Cette action de solidarité française, elle se mesure et je voudrais y consacrer quelques brefs développements. Elle a des effets tangibles : en 2022, la France est devenue le quatrième bailleur mondial en termes d'aide publique au développement. Ces fonds permettent d'agir concrètement dans les luttes contre la pauvreté, pour relever les grands défis environnementaux, climatiques, pour appuyer partout dans le monde des programmes d'éducation ambitieux et accessibles à tous ou pour agir au bénéfice de la santé et au bénéfice de l'alimentation des plus démunis.

La France a augmenté de 50 % son aide publique au développement depuis 2017. C'était un engagement pris par le Président de la République, et il a été tenu. Et non seulement il a été tenu mais, là aussi, il a été dépassé puisqu'en 2022 la France a pu consacrer 0,56 % de son PIB au partenariat pour le développement, l'investissement solidaire, 0,56 % de son PIB pour une cible fixée par la loi à 0,55 %. Cette place que la France a prise dans tous les domaines essentiels de la vie humaine, nous avons toutes les raisons d'en être fiers, nous faisons ce que nous devons, et nous le faisons plus que d'autres.

──────────────────────────────

Recopiez, s'il vous plaît, le passage du texte sur l'aide publique au développement depuis « Cette action de » jusqu'à « des plus démunis. » inclus.

• _LIGNES DE DONNÉES_
──────────────────────────────

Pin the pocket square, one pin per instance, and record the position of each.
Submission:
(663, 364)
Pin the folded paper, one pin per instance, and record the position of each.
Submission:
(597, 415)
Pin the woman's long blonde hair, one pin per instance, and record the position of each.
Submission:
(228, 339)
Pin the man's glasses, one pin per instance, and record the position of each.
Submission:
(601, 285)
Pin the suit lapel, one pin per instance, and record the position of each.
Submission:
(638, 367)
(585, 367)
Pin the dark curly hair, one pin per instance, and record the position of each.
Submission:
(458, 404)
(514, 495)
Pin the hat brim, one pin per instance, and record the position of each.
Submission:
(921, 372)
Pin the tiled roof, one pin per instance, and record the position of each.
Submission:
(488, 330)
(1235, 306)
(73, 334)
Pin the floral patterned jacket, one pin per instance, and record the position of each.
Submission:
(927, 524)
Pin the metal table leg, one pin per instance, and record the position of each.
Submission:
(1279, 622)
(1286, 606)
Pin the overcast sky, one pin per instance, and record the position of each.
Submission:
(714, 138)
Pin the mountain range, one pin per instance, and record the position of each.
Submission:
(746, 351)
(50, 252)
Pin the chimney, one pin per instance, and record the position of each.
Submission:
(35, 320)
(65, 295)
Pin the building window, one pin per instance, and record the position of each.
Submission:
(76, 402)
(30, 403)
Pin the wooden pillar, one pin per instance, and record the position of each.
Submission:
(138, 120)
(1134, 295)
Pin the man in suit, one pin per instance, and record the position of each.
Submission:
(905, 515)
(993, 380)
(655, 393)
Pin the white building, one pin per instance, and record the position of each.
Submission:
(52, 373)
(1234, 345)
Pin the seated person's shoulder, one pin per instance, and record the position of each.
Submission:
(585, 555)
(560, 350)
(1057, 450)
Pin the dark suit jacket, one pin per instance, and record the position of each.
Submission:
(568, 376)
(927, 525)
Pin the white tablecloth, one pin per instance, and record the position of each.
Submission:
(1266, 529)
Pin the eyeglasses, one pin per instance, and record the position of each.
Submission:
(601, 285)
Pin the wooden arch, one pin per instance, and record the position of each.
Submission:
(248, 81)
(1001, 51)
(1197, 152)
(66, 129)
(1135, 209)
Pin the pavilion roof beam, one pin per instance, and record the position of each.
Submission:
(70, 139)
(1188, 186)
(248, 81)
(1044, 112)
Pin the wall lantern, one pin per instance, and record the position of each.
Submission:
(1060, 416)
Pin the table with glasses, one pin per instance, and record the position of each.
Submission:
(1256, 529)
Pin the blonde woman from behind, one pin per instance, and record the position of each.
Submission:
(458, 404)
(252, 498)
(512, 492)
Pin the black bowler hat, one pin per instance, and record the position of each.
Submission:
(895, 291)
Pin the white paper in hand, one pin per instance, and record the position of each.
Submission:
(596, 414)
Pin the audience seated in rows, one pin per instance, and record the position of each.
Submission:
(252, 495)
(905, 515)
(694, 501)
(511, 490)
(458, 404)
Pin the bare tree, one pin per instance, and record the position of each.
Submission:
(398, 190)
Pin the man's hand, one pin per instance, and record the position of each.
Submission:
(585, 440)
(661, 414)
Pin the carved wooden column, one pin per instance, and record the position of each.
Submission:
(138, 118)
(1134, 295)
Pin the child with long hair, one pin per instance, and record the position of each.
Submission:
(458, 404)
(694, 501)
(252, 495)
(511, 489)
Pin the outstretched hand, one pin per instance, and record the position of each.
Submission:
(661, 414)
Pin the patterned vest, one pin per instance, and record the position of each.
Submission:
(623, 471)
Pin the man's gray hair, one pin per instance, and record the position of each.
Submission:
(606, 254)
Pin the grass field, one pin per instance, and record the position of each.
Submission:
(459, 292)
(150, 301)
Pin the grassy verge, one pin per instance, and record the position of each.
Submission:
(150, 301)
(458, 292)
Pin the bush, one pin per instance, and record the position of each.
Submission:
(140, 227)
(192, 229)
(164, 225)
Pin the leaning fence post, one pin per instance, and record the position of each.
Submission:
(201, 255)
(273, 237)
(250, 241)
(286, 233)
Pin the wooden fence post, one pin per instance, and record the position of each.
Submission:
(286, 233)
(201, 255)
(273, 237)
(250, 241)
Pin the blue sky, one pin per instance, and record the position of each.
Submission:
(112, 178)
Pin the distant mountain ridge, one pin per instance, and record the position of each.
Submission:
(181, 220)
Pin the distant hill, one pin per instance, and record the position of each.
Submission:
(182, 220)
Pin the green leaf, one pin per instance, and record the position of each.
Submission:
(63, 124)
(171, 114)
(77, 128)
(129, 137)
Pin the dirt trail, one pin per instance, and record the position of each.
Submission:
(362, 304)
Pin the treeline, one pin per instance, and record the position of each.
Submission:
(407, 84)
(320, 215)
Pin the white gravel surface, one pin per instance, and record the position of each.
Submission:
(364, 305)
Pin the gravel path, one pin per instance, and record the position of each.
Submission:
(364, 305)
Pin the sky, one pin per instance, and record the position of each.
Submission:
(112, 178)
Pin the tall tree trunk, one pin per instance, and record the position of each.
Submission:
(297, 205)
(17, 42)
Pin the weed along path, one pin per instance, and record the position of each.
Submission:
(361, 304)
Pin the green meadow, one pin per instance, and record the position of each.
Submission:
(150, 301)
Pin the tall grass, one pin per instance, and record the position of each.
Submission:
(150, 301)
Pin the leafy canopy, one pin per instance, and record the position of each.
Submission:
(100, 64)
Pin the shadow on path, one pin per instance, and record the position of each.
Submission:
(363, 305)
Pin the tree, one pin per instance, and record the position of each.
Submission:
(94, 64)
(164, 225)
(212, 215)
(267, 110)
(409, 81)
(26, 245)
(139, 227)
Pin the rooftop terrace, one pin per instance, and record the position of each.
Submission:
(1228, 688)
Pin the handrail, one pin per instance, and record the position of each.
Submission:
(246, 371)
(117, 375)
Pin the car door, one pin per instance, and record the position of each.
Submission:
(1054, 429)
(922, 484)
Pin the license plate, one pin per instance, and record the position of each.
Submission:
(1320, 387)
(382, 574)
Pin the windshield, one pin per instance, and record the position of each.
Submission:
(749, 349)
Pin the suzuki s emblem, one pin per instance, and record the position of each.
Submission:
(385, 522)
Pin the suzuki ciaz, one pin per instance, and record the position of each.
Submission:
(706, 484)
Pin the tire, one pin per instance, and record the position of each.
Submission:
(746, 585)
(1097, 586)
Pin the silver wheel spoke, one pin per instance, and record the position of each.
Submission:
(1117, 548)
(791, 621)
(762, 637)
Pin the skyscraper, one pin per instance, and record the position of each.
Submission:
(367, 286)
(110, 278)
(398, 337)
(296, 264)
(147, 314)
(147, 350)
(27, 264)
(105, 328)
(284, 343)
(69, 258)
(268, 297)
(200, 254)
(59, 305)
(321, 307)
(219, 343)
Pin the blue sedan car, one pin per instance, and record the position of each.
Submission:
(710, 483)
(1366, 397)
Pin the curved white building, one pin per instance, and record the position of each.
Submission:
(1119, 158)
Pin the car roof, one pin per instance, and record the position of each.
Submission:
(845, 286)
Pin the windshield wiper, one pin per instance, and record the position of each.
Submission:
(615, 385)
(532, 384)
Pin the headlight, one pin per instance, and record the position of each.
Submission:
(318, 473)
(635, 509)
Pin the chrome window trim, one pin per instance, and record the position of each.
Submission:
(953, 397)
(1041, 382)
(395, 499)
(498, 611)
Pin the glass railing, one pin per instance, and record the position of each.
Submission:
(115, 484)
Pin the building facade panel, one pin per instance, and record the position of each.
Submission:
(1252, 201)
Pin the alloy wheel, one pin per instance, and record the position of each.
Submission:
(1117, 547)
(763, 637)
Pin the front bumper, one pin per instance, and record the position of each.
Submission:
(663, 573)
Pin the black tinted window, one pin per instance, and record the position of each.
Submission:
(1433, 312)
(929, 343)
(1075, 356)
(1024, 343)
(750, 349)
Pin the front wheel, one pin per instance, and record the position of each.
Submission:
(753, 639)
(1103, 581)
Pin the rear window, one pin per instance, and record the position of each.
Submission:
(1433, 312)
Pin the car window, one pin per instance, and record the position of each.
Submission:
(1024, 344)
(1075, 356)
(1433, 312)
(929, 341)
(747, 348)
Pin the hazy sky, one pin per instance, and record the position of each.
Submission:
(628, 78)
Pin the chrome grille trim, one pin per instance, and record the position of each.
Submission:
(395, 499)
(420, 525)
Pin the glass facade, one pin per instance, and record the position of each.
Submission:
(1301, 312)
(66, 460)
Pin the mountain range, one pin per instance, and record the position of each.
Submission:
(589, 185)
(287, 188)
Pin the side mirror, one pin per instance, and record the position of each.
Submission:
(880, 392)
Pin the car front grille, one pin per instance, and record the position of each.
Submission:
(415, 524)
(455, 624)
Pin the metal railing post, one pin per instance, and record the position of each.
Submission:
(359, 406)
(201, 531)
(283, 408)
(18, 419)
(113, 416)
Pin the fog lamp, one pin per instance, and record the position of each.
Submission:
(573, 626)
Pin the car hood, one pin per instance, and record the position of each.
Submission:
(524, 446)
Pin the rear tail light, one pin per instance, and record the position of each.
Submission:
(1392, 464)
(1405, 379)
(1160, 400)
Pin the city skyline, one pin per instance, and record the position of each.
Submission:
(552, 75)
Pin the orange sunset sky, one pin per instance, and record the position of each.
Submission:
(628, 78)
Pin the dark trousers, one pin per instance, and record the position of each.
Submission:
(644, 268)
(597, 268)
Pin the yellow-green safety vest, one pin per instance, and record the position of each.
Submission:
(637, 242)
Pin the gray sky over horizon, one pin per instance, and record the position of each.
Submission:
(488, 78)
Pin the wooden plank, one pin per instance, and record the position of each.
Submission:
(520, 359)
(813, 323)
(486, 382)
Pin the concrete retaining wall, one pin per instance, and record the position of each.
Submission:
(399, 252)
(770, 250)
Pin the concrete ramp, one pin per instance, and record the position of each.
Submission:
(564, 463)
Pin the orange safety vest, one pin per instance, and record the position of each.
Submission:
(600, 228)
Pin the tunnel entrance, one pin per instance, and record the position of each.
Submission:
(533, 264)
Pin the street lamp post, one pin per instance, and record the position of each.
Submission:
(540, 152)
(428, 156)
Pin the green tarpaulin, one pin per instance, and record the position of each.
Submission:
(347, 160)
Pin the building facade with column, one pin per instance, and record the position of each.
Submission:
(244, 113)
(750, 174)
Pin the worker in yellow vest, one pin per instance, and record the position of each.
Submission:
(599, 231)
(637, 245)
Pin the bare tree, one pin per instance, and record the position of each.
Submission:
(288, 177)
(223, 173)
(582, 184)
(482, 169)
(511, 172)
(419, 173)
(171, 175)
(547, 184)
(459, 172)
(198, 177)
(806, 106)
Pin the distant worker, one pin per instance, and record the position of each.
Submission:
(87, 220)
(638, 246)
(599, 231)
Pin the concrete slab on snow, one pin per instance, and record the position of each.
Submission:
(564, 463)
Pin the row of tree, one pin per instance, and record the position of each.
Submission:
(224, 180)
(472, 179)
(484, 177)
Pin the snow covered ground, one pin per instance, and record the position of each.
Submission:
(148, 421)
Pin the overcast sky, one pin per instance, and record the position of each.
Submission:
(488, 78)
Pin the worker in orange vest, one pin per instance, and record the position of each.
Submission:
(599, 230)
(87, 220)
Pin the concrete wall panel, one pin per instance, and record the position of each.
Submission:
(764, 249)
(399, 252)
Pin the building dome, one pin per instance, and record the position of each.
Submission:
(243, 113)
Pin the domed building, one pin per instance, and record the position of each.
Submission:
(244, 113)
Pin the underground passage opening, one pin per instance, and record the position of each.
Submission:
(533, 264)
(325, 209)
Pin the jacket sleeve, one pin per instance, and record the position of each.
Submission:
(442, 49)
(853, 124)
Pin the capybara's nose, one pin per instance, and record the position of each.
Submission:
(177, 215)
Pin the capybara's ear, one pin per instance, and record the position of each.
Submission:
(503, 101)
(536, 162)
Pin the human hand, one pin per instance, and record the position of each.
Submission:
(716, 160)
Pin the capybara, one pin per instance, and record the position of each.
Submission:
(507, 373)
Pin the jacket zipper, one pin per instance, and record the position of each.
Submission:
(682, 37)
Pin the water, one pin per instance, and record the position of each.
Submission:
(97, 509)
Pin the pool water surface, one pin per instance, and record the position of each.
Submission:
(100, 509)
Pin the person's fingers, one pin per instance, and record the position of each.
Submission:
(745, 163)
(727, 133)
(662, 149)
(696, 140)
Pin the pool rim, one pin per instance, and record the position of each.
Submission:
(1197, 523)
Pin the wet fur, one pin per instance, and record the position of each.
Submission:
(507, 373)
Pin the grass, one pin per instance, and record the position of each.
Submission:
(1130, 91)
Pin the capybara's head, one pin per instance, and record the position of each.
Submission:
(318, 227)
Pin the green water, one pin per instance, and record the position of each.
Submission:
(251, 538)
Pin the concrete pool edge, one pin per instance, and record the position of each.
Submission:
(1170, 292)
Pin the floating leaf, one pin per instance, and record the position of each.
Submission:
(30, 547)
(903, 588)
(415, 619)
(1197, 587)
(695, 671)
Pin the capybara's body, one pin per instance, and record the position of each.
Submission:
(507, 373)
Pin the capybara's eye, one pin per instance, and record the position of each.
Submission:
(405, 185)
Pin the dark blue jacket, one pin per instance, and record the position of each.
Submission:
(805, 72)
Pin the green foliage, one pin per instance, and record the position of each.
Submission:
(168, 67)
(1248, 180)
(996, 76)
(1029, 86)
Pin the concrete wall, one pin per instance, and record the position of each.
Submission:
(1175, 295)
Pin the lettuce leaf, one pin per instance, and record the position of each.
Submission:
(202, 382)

──────────────────────────────

• _SOLUTION DÉTAILLÉE_
Cette action de solidarité française, elle se mesure et je voudrais y consacrer quelques brefs développements. Elle a des effets tangibles : en 2022, la France est devenue le quatrième bailleur mondial en termes d'aide publique au développement. Ces fonds permettent d'agir concrètement dans les luttes contre la pauvreté, pour relever les grands défis environnementaux, climatiques, pour appuyer partout dans le monde des programmes d'éducation ambitieux et accessibles à tous ou pour agir au bénéfice de la santé et au bénéfice de l'alimentation des plus démunis.